> Task description: Print the part of the article on a place-based approach to net-zero between "L-R: Claire Wildfire" and "cheaper net-zero solution.", inclusive, with every word unchanged.

> Extract provided:
A place based approach to net-zero

L-R: Claire Wildfire and Lisa Littlefair of Mott MacDonald

By Claire Wildfire, global practice lead for cities and Lisa Littlefair, Leeds cities director both of Mott MacDonald

Achievement of the UK government’s net-zero goal will require extensive collaboration between central and local government, as well as with the private sector. We recently published a report from the Net-Zero Infrastructure Industry Coalition considering how local insight, capability and connectivity can help the UK towards a better, faster, cheaper net-zero solution.

Through workshops and focused discussions with representatives from central government, city government and the energy and transport sectors, we have considered the city transition through a ‘systems thinking’ lens – considering the multiple, complex systems that make up a city, and how they fit together.

The business case for local action

The interdependency of systems means that there is a strong case for city authorities to look holistically at the services operating within their boundaries. Treating the city as a system-of-systems can help city authorities understand where potential points of failure exist, and highlight the best places to instil new resilience, resulting in lower long-term costs for the city.

The increasing availability of data will assist in understanding how these systems interact, enabling better decision-making, more effective use of assets and improved predictions of cause and effect, thus increasing system resilience to climate change and other potential future shocks.

City solutions for net-zero

Achieving net-zero at city scale will involve a transformation in how energy is produced, transmitted and consumed. We will need to increase both the supply of non-fossil fuel energy (e.g. the capacity of the city’s electricity system) and the availability and uptake of new products designed to run off it (e.g. electric vehicles or electric heat pumps). If done well, this could lead to a new generation of rewarding careers and prosperity.

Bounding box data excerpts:
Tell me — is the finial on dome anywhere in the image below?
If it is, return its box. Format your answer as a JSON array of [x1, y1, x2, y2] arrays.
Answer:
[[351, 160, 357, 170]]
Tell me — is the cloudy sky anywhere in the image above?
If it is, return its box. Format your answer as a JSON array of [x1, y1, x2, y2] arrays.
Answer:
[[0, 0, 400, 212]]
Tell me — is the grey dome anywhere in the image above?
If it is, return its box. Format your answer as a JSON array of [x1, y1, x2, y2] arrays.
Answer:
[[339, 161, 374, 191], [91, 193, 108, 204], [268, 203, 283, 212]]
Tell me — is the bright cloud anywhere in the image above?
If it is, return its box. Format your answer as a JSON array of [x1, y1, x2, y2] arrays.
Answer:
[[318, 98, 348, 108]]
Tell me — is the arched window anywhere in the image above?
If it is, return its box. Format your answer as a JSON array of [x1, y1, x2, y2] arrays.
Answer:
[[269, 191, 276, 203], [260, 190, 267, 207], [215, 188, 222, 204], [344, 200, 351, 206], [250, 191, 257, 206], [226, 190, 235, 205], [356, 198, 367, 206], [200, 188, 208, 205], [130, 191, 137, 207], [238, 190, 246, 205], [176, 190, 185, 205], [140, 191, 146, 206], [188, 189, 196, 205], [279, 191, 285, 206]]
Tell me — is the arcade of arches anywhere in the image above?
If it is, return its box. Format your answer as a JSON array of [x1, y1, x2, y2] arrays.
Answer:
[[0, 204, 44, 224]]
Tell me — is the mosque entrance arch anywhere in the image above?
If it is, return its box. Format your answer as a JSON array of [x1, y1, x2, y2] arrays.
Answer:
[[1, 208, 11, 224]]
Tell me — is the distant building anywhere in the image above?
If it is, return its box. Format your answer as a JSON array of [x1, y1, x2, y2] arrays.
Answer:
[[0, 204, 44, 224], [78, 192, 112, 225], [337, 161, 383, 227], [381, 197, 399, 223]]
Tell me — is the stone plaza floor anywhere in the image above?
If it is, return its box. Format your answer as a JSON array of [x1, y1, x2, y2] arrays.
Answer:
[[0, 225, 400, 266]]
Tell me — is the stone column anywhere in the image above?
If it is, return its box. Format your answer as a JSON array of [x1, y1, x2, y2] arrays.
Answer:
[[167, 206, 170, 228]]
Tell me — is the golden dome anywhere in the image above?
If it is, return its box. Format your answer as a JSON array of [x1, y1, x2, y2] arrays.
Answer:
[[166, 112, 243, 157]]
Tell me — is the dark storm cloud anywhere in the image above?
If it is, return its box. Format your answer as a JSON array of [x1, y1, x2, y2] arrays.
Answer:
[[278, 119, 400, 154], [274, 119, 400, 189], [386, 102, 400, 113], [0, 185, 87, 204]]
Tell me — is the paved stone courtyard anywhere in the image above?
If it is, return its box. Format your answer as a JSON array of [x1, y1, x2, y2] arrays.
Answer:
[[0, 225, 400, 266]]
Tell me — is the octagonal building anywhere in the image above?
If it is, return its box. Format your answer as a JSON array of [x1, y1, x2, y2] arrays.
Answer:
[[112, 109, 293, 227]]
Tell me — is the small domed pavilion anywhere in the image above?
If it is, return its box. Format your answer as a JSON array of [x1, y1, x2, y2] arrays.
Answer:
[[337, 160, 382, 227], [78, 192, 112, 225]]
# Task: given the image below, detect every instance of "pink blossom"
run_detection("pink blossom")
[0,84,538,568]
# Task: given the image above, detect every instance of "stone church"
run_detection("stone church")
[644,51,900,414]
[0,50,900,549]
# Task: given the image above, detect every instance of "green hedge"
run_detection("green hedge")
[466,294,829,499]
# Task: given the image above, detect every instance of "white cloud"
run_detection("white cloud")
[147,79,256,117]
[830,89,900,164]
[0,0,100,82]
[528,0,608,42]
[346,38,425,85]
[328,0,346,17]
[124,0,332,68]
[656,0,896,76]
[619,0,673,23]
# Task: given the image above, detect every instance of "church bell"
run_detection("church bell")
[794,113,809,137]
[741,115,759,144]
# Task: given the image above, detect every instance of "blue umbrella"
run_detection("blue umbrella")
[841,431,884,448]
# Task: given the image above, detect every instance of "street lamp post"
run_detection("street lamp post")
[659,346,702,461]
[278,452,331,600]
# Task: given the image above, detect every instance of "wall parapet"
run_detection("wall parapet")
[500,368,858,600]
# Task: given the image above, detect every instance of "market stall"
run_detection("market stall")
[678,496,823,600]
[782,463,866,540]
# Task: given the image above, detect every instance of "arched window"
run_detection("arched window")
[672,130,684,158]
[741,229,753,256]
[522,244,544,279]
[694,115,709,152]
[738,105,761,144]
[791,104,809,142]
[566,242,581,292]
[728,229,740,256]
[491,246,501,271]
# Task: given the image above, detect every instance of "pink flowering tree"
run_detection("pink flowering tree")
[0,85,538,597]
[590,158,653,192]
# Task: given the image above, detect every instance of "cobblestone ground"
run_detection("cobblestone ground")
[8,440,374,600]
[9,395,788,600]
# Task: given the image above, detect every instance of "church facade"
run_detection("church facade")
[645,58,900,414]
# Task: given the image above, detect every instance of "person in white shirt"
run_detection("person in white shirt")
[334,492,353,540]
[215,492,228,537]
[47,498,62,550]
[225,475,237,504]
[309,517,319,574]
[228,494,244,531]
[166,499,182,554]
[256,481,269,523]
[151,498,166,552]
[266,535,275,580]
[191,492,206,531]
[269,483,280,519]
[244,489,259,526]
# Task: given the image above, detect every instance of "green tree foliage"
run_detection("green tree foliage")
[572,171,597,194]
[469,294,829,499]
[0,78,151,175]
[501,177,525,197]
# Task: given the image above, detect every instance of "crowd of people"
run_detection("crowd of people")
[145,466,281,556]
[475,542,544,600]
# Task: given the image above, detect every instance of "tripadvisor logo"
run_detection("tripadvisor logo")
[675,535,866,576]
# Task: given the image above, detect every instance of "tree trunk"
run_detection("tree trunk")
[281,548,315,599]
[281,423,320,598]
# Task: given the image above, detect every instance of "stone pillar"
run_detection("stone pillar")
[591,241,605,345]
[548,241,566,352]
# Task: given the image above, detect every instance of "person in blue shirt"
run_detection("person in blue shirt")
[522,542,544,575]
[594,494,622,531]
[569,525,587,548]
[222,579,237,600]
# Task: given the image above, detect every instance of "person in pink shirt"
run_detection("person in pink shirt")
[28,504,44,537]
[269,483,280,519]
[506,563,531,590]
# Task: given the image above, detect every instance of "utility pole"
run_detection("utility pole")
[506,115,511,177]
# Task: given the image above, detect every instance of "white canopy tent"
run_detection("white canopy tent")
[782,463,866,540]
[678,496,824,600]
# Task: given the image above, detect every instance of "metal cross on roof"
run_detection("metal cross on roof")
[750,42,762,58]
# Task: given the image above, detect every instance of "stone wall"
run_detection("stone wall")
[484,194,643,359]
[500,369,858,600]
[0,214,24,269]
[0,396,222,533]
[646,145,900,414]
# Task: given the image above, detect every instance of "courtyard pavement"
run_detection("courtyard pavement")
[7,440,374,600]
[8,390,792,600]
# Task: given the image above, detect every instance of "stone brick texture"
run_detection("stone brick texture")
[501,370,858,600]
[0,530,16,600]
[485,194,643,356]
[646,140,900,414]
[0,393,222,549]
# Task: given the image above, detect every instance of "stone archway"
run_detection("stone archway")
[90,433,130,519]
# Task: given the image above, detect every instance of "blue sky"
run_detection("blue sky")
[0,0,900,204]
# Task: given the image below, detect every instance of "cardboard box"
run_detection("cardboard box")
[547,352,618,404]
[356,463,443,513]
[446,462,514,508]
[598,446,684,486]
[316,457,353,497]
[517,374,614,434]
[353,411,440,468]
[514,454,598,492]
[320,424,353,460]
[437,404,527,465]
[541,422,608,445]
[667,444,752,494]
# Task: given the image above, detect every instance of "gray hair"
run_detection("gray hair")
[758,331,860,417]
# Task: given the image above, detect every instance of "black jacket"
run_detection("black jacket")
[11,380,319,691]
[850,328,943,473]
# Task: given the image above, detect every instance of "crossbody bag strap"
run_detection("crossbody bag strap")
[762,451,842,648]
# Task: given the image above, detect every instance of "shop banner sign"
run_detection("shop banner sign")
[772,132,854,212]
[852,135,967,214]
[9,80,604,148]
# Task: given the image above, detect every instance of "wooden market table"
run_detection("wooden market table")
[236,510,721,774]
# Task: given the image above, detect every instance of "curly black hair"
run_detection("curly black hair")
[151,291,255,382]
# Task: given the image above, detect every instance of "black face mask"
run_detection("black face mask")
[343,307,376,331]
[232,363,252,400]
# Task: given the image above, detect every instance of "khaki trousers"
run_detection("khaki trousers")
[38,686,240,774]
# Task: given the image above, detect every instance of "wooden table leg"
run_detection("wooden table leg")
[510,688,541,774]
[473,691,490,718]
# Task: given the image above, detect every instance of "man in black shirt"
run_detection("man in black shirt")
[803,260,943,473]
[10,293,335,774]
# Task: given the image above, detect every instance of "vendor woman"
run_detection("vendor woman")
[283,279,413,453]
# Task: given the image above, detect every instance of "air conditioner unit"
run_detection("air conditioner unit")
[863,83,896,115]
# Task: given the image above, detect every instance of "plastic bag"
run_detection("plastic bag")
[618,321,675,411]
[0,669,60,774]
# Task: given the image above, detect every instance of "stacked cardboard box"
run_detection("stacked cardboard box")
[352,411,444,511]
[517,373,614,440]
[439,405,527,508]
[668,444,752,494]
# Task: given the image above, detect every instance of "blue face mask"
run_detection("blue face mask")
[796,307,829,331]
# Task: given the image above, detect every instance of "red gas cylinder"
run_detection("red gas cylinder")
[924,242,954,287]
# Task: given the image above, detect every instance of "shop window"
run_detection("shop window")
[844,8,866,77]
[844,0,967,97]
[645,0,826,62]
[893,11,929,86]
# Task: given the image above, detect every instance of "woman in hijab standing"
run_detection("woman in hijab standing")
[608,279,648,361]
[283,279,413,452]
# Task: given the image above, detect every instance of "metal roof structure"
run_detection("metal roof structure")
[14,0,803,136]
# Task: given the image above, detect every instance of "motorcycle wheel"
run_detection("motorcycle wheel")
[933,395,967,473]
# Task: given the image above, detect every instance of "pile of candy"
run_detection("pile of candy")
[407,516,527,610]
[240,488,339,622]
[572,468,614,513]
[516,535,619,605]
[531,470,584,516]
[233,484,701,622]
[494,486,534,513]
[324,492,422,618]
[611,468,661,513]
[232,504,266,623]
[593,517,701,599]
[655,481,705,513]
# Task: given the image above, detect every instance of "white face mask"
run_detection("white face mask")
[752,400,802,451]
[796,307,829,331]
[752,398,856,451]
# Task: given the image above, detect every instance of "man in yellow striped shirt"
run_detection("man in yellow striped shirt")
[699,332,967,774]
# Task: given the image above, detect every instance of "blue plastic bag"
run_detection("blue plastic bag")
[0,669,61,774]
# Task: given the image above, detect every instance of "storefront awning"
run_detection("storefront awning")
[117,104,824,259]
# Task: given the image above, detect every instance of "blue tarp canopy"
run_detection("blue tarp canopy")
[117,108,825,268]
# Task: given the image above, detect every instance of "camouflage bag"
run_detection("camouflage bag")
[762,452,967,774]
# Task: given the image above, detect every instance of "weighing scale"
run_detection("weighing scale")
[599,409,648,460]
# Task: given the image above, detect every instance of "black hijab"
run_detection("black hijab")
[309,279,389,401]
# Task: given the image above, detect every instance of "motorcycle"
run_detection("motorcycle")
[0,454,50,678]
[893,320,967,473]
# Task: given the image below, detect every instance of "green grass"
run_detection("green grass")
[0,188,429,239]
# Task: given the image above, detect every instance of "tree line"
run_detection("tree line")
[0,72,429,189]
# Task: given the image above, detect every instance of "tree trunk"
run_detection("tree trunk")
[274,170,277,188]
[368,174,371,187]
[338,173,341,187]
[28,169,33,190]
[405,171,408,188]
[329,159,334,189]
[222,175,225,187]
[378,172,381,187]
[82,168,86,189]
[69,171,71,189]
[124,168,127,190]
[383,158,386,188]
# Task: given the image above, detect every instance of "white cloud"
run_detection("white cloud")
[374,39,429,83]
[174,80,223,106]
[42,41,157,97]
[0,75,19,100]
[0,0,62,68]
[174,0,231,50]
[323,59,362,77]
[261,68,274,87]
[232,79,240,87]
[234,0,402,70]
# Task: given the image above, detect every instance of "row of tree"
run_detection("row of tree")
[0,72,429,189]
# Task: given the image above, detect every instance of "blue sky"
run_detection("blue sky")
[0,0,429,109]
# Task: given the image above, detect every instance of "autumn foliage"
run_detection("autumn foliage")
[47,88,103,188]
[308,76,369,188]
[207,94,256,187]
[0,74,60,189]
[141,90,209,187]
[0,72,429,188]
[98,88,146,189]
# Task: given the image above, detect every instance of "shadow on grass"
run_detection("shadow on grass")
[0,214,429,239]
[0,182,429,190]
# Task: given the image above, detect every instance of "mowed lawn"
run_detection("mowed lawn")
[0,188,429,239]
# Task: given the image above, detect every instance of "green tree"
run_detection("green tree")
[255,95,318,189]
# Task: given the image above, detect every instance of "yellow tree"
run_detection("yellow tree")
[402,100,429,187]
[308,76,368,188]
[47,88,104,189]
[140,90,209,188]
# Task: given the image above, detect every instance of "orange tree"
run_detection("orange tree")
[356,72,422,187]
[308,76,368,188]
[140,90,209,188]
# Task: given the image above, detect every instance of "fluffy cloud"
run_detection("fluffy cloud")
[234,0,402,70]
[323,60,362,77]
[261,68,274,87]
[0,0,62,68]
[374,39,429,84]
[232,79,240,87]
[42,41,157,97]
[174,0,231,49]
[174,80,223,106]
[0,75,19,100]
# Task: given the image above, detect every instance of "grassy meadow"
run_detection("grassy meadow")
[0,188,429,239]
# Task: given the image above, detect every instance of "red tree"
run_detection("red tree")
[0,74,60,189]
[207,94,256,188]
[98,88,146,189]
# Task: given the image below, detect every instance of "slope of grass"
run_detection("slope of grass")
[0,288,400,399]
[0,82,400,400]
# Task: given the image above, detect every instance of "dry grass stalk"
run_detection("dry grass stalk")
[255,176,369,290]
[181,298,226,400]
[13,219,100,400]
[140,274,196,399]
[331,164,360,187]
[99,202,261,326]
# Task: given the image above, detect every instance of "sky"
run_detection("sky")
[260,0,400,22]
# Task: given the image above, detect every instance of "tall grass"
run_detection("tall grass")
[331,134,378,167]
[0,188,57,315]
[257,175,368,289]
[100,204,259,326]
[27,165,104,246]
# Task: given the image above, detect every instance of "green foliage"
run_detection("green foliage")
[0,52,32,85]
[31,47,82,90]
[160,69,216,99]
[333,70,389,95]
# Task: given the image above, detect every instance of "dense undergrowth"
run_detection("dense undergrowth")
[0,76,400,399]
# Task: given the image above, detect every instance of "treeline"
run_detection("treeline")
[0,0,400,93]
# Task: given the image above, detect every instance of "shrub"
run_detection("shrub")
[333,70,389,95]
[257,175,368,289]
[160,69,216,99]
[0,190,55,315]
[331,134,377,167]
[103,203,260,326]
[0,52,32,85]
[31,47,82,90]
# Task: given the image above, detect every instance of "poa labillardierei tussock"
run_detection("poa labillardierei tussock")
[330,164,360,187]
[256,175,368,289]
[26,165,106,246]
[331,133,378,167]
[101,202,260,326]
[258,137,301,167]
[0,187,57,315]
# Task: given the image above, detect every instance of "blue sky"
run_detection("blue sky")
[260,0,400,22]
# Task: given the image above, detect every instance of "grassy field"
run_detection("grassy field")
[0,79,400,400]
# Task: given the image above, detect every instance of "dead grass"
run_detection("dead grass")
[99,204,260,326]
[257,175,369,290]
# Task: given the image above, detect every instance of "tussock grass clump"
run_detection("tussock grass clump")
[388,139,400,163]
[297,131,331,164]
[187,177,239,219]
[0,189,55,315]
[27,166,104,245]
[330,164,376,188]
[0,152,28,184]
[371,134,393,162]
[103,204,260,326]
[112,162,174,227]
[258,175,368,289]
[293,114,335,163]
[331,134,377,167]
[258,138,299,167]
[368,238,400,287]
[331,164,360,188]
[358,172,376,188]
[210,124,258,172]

> Reply to the task:
L-R: Claire Wildfire and Lisa Littlefair of Mott MacDonald

By Claire Wildfire, global practice lead for cities and Lisa Littlefair, Leeds cities director both of Mott MacDonald

Achievement of the UK government’s net-zero goal will require extensive collaboration between central and local government, as well as with the private sector. We recently published a report from the Net-Zero Infrastructure Industry Coalition considering how local insight, capability and connectivity can help the UK towards a better, faster, cheaper net-zero solution.